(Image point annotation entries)
__________________________________________________
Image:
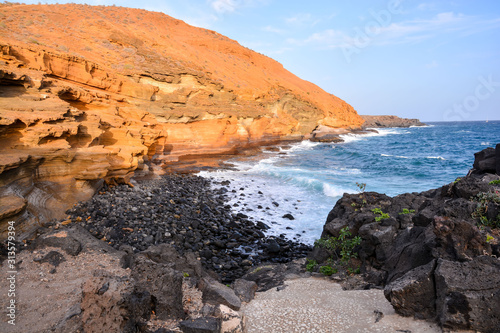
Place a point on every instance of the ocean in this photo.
(306, 179)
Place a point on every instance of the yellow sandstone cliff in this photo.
(96, 93)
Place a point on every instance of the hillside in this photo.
(93, 92)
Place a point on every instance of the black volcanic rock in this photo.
(436, 252)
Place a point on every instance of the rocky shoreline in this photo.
(187, 213)
(389, 121)
(435, 253)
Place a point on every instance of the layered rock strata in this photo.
(436, 252)
(99, 93)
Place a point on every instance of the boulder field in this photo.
(93, 93)
(435, 253)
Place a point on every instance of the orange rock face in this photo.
(96, 93)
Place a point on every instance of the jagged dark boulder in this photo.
(468, 294)
(436, 251)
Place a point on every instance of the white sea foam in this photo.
(333, 191)
(397, 156)
(351, 137)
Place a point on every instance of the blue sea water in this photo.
__________________________________________________
◆ **Stated exercise**
Go through the entries above and output them exactly, without pictures.

◆ **Written reply**
Image:
Place a point on every instance of the ocean in this photo.
(306, 179)
Place a point on every instance of the yellow sandstone cliff in this photo.
(96, 93)
Place a point on every instance of the hillside in this photo.
(93, 92)
Place a point on every instance of the black volcanic rock in this photo.
(436, 252)
Place a point on every instance of the rocky shoreline in this photo.
(187, 213)
(389, 121)
(435, 253)
Place a point on every instance of the layered rock strata in this photo.
(436, 252)
(99, 93)
Place a point on every instance of the boulder field in this photo.
(93, 93)
(435, 253)
Place a point on every instance of the orange rock face in this photo.
(96, 93)
Place a point on every instance of the jagged dark boulder in this photo.
(468, 294)
(436, 251)
Place a point on every instance of the white sea foam in this photo.
(333, 191)
(397, 156)
(351, 137)
Place a point on every instance of the blue sea water in this photo.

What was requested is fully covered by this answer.